Texto de estudo =>
************

A escritora francesa Annie Ernaux, premiada com o Nobel de Literatura em 2022, descreve em seu livro Os anos os primórdios da internet e seus efeitos perturbadores sentidos pelo público. Em sua narrativa sobre o mundo europeu do pós-guerra, é como se o universo digital tivesse desabado sobre culturas longamente assentadas e então sacudidas por novidades que chegavam para ficar.

“Na internet, bastava escrever uma palavra-chave para surgirem milhares de ‘sites’, jogando em desordem pedações de frases e fragmentos de textos que nos sugariam para outros lugares em uma caça ao tesouro excitante, um achado atrás do outro indo até o infinito de uma coisa que não estávamos buscando. Dava a ilusão de podermos dominar a totalidade do conhecimento, entrar na multiplicidade de pontos de vista jogados em blogs em uma língua nova e brutal.”

Um salto no tempo nos leva ao encontro de outra escritora premiada com o Nobel de Literatura, a polonesa Olga Tokarczuk, que fala da sensação aguda de “excesso de mundo” ao se conectar com a rede. Em seu livro intitulado Escrever é muito perigoso, ela traz reflexões sobre acontecimentos recentes. E analisa com olhar crítico a adição às telas.

“Vamos chamar de Síndrome da Mulher de Ló essa nossa imobilidade frente às telas, que já se pode comparar com a catatonia. Ela afeta milhões de jovens e incels que, sobretudo durante a pandemia, se voltaram para as cidades em chamas, apesar dos avisos, e já não conseguem desviar o olhar”. A referência à personagem bíblica, transformada em estátua de sal ao olhar a cidade incendiada, é uma imagem poderosa para descrever um comportamento que se tornou usual.

São textos literários que traduzem de forma singular fenômenos observados de perto por teóricos que se dedicam a analisá-los com viés científico. O prisma da sobrecarga de informação experimentada na vida mediada pela digitalização, por exemplo, é um dos motes centrais do filósofo e ensaísta sul-coreano Byung-Chul Han, professor da Universidade de Artes de Berlim e autor do instigante livro A sociedade do cansaço.

************

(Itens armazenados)

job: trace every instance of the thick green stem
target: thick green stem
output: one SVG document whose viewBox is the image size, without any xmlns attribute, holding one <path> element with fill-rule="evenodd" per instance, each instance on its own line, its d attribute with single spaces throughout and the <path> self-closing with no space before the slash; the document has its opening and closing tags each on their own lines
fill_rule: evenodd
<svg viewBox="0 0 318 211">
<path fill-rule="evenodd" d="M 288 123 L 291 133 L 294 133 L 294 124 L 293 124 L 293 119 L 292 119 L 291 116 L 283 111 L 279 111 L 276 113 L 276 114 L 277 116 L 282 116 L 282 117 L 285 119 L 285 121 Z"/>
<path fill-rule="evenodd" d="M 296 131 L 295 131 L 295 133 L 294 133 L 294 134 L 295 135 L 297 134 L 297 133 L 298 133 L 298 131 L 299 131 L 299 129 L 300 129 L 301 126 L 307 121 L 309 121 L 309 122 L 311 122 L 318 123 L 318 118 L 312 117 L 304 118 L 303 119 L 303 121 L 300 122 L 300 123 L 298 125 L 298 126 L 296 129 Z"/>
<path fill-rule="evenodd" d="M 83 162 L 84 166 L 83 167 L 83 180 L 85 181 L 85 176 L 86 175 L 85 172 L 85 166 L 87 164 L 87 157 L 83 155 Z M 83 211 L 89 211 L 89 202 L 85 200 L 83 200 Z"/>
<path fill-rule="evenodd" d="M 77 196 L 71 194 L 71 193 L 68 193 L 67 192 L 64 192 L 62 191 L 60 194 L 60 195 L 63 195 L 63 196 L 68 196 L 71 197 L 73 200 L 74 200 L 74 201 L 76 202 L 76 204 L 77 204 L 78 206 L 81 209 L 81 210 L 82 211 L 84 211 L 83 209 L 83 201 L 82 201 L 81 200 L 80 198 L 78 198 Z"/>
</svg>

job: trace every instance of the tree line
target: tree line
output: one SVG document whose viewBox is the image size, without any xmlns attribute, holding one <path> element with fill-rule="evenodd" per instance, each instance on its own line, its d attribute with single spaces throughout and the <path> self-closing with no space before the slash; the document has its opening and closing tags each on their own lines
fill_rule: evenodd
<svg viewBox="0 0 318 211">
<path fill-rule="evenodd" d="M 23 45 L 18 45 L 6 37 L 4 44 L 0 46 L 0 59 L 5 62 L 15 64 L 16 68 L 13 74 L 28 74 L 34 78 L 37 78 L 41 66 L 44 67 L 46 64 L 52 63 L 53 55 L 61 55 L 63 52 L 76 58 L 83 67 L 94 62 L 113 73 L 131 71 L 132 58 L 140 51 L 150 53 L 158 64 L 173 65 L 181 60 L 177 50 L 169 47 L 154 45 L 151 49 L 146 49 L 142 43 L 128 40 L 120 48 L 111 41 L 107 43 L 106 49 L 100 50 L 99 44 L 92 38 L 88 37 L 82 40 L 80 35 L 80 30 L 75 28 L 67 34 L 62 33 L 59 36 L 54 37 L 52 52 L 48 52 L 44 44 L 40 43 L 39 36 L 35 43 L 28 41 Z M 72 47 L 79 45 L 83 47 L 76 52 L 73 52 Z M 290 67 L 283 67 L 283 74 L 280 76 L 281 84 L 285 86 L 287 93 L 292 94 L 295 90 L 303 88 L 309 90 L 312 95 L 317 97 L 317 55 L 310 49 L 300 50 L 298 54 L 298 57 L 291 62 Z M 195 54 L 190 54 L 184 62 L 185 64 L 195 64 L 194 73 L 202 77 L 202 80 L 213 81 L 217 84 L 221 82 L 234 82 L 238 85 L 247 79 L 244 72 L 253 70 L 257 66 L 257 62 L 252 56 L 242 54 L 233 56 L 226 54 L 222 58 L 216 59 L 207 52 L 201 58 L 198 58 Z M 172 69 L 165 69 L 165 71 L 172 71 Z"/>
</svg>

************

Lista de tarefas =>
1 – Responda com base no texto de estudo:
(a) Em que ano Annie Ernaux foi premiada com o Nobel de Literatura?
(b) Qual é o título do livro de Olga Tokarczuk mencionado?
(c) Em que instituição Byung-Chul Han é professor?
2 – Dê continuidade ao texto de estudo sobre a internet na literatura, começando logo após a frase final.

Respostas por item =>
1 –
(a) Em 2022.
(b) Escrever é muito perigoso.
(c) Na Universidade de Artes de Berlim.

2 –
O diagnóstico de Han é categórico: “A comunicação generalizada e a sobreinformação ameaçam todas as defesas do ser humano”. Ele enxerga, como diz no livro, “um excesso de estímulos, informações e impulsos, transformando radicalmente a estrutura e a economia da atenção.” O resultado é que a percepção se torna “fragmentada e dispersa”. Em outro trecho, acrescenta que “a atenção dispersa ou distraída é caracterizada pela mudança brusca do foco da questão, pela alternância constante de tarefas, fontes de informação e processos”.

É nesse contexto carregado de complexidade que se formulam indagações sobre os efeitos positivos e negativos que os sistemas de Inteligência Artificial (IA) podem provocar. No limiar de sua generalização no cotidiano, há convicção de que é possível contar com uma simplificação de tarefas intelectuais repetitivas, que ficariam a cargo desses novos sistemas, reservando-se o trabalho humano para atividades que requerem criação e inventividade.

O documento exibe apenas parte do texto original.